- What you should do -
Everything from the line containing "chrome window trim." through the last line of the listing below should be returned exactly, except for pictures.

- Data provided -
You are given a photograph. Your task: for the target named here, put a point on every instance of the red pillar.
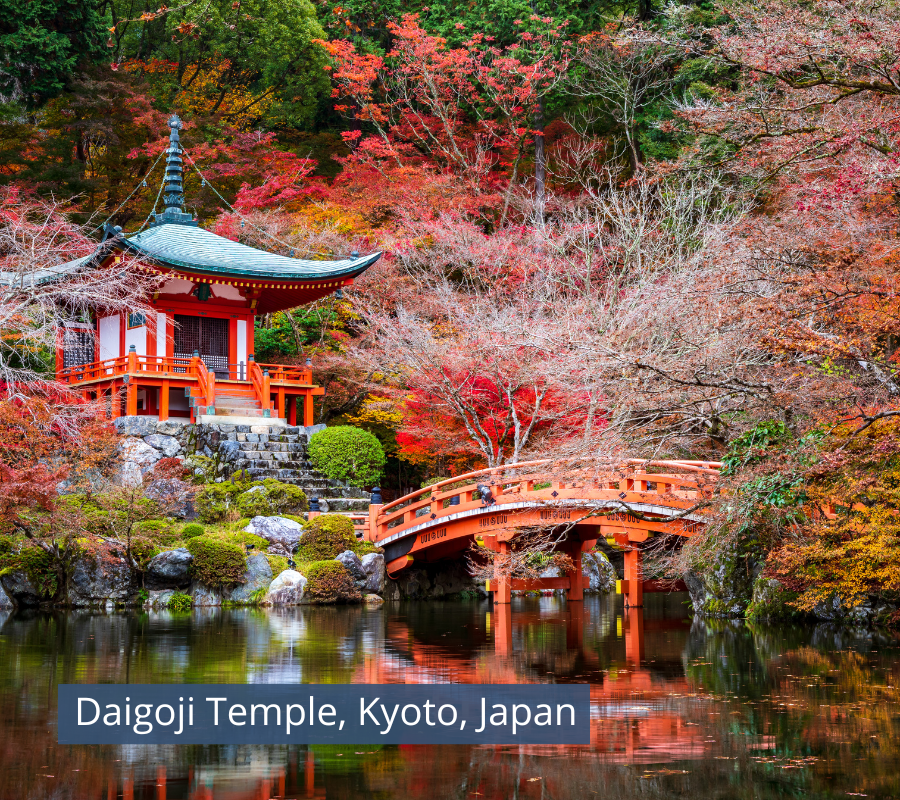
(576, 584)
(634, 575)
(500, 583)
(502, 625)
(634, 635)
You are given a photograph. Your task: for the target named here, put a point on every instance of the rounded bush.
(216, 562)
(329, 582)
(345, 453)
(326, 536)
(191, 530)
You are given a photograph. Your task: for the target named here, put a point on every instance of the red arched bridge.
(626, 505)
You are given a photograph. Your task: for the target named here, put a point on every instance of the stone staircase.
(279, 452)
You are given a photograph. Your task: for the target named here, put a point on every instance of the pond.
(679, 709)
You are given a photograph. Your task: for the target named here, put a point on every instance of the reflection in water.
(703, 710)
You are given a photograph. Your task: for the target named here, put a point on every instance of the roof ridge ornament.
(174, 180)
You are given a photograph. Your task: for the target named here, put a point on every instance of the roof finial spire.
(174, 171)
(174, 180)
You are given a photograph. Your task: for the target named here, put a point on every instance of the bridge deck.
(625, 504)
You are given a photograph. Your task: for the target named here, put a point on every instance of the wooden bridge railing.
(508, 484)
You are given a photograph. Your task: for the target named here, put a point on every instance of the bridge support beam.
(634, 576)
(576, 584)
(501, 583)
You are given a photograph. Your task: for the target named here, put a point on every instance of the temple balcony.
(166, 386)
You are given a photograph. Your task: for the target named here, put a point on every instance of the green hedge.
(326, 536)
(345, 453)
(216, 562)
(329, 582)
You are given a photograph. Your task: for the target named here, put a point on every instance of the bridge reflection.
(643, 708)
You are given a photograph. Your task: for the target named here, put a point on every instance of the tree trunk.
(540, 163)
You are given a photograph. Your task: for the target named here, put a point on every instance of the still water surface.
(679, 709)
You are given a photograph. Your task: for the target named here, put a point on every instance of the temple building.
(193, 356)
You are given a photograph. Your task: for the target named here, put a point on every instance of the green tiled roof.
(198, 250)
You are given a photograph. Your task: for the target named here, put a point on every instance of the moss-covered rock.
(326, 537)
(771, 601)
(192, 530)
(330, 582)
(216, 562)
(722, 586)
(270, 498)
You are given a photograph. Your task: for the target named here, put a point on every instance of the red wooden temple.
(193, 355)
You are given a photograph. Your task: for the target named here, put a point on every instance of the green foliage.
(142, 550)
(258, 596)
(271, 498)
(755, 445)
(326, 536)
(37, 564)
(216, 501)
(179, 602)
(42, 43)
(216, 561)
(345, 453)
(329, 582)
(191, 530)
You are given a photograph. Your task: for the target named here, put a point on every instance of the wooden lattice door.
(207, 336)
(78, 346)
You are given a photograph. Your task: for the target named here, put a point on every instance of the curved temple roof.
(199, 250)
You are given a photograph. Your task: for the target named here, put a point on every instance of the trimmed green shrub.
(216, 562)
(271, 497)
(329, 582)
(326, 536)
(191, 530)
(179, 602)
(345, 453)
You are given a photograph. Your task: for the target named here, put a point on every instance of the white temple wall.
(109, 337)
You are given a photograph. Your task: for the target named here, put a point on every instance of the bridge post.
(503, 592)
(634, 576)
(576, 584)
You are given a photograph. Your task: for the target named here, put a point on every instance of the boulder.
(171, 427)
(175, 496)
(129, 474)
(205, 596)
(277, 531)
(19, 588)
(353, 565)
(167, 445)
(258, 576)
(135, 426)
(286, 590)
(169, 570)
(159, 599)
(100, 577)
(602, 574)
(139, 452)
(373, 567)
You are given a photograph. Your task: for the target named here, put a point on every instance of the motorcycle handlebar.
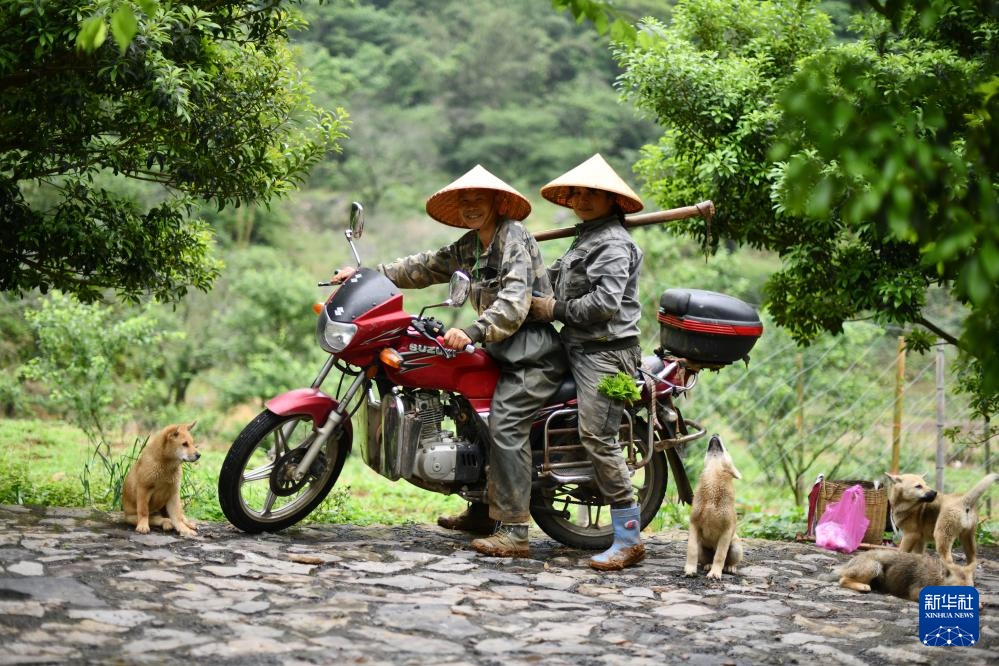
(468, 348)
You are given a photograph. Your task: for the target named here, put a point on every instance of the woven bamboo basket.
(875, 505)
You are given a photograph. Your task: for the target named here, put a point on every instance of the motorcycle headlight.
(334, 336)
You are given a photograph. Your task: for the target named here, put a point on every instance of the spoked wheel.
(258, 490)
(575, 513)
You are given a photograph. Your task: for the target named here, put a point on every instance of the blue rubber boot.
(627, 548)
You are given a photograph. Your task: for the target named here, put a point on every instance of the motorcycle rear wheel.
(254, 493)
(576, 515)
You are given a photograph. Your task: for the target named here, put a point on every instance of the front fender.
(310, 402)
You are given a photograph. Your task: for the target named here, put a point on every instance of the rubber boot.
(627, 548)
(474, 519)
(509, 541)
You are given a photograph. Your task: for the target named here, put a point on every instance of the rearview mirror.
(459, 287)
(356, 219)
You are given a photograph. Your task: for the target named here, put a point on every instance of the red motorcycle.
(425, 410)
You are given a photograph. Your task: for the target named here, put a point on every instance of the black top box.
(707, 327)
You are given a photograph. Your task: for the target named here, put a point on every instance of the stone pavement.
(76, 586)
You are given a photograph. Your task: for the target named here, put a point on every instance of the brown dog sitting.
(924, 514)
(712, 541)
(151, 494)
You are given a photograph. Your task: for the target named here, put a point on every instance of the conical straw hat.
(443, 206)
(596, 174)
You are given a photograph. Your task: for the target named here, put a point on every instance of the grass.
(52, 463)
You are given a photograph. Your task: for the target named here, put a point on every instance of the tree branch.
(925, 323)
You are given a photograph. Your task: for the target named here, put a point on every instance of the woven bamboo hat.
(443, 205)
(596, 174)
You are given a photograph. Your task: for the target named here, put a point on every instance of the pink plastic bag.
(843, 523)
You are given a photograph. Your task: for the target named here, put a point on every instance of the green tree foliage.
(202, 99)
(867, 165)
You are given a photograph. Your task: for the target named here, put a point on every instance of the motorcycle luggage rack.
(698, 432)
(579, 471)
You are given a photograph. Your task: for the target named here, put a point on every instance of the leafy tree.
(204, 100)
(869, 165)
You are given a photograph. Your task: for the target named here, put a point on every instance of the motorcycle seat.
(652, 364)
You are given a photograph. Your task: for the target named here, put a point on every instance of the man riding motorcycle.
(505, 265)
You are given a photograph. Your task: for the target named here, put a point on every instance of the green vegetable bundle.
(619, 387)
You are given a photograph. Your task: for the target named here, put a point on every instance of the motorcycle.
(425, 411)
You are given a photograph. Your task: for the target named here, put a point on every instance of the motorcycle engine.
(439, 455)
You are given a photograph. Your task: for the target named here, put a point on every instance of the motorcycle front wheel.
(257, 488)
(575, 513)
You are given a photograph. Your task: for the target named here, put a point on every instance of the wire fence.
(832, 408)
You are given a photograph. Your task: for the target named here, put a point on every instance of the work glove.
(543, 308)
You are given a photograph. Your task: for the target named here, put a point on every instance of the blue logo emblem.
(948, 616)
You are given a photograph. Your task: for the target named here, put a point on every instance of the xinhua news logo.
(948, 616)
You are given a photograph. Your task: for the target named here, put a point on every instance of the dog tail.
(972, 496)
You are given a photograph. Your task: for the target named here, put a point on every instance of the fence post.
(988, 466)
(941, 458)
(896, 430)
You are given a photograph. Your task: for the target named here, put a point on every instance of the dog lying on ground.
(712, 542)
(901, 574)
(924, 514)
(151, 495)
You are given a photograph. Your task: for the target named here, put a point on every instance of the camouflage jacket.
(596, 284)
(503, 277)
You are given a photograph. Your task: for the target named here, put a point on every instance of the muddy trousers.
(600, 418)
(532, 367)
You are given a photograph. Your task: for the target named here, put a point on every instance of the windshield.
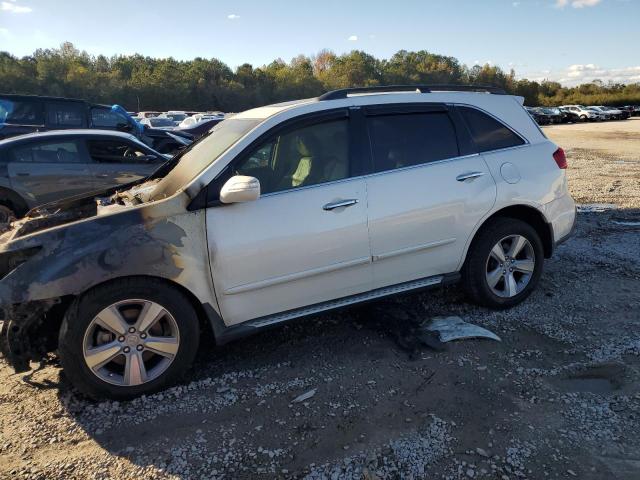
(160, 122)
(20, 112)
(203, 154)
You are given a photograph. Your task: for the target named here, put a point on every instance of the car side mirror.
(240, 188)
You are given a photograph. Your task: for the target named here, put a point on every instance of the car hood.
(80, 207)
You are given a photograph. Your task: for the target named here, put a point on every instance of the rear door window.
(21, 112)
(404, 140)
(113, 151)
(65, 115)
(57, 151)
(487, 132)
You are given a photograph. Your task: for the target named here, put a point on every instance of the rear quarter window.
(487, 132)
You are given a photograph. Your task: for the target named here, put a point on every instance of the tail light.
(560, 158)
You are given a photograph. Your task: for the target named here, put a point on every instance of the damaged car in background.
(279, 213)
(40, 168)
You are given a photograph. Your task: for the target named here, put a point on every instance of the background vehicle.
(147, 114)
(45, 167)
(283, 212)
(583, 113)
(21, 114)
(608, 113)
(553, 113)
(569, 116)
(200, 128)
(163, 123)
(540, 117)
(175, 117)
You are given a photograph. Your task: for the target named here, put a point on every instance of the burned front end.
(55, 255)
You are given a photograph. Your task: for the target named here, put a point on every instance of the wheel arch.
(57, 313)
(527, 214)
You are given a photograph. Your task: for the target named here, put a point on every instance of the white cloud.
(13, 8)
(585, 73)
(577, 3)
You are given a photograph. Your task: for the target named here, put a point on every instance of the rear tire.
(515, 276)
(146, 330)
(7, 214)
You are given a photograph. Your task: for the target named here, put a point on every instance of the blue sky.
(566, 40)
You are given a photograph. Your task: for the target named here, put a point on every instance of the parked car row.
(581, 113)
(20, 114)
(54, 148)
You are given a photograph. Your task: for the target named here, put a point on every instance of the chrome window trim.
(375, 174)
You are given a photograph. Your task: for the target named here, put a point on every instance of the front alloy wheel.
(131, 342)
(130, 337)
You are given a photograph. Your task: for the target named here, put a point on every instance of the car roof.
(84, 132)
(440, 96)
(40, 97)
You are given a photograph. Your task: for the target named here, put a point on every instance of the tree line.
(144, 83)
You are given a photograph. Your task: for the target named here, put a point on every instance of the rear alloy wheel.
(503, 264)
(510, 266)
(128, 338)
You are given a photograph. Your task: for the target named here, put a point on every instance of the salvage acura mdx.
(282, 212)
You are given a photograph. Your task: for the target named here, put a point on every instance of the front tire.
(504, 263)
(128, 338)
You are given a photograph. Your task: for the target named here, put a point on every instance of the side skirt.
(224, 334)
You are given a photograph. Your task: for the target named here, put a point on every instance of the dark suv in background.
(20, 114)
(40, 168)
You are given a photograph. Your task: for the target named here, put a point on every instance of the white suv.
(279, 213)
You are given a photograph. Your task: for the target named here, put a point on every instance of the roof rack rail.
(345, 92)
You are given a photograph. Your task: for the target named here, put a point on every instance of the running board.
(343, 302)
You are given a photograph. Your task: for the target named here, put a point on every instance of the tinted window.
(306, 156)
(50, 152)
(104, 118)
(111, 151)
(487, 132)
(21, 112)
(399, 141)
(65, 114)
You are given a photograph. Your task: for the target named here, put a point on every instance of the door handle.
(340, 203)
(468, 176)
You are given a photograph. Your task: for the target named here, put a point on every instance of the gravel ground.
(558, 398)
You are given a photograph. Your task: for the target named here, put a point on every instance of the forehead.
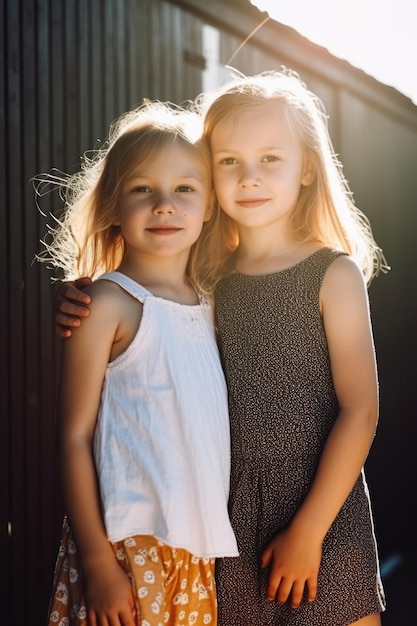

- Answer to the exercise -
You are given a photograph. Your task: for the target named here, put a point on every instance of the chrome window trim.
(375, 174)
You are given a photograph. Your task: for the target named here, put a point on every instance of the front alloy wheel.
(131, 342)
(130, 337)
You are given a photograph. Your task: for the target named here, put a point on every instance of the car roof.
(84, 132)
(440, 96)
(40, 97)
You are given a photograph. Your task: for the target named here, put a point on every instance of the tree line.
(144, 83)
You are given a photograph. Your task: for the target named here, put a point on every instance of the rear alloy wheel.
(503, 264)
(510, 266)
(128, 338)
You are given a photograph. Your task: for the target named here, put a point on every instance of the salvage acura mdx.
(282, 212)
You are given a photograph. Your task: for the target named here, put a point on every instance of the front tire.
(504, 263)
(128, 338)
You are given a photograph. Your task: for the target named here, put a point on every instance of the side skirt.
(224, 334)
You are given a photograph. Your task: for the target named here, put a point on every instance of the dark suv in background.
(20, 114)
(40, 168)
You are given a photograph. Your task: for the target named here, put a point on every instance of the white suv.
(279, 213)
You are given a photograph. Your task: for the target named here, put a point on every instance of the roof rack rail.
(345, 92)
You are given a photograph. Your task: for the target named here, put a point on every instance of the running board.
(343, 302)
You are given a photograph. Your task: for the target named here, put a point on every instance of the tinted window.
(306, 156)
(50, 152)
(104, 118)
(111, 151)
(487, 132)
(21, 112)
(399, 141)
(65, 114)
You are given a photograph. Your task: for the target named here, put a point on every instance of the door handle.
(340, 203)
(468, 176)
You are given a photograph. Your task: for the target named here, put a point on every instance of the gravel ground.
(558, 398)
You are given a photograph. Your task: for the target named here, put a point on every instance of the forehead.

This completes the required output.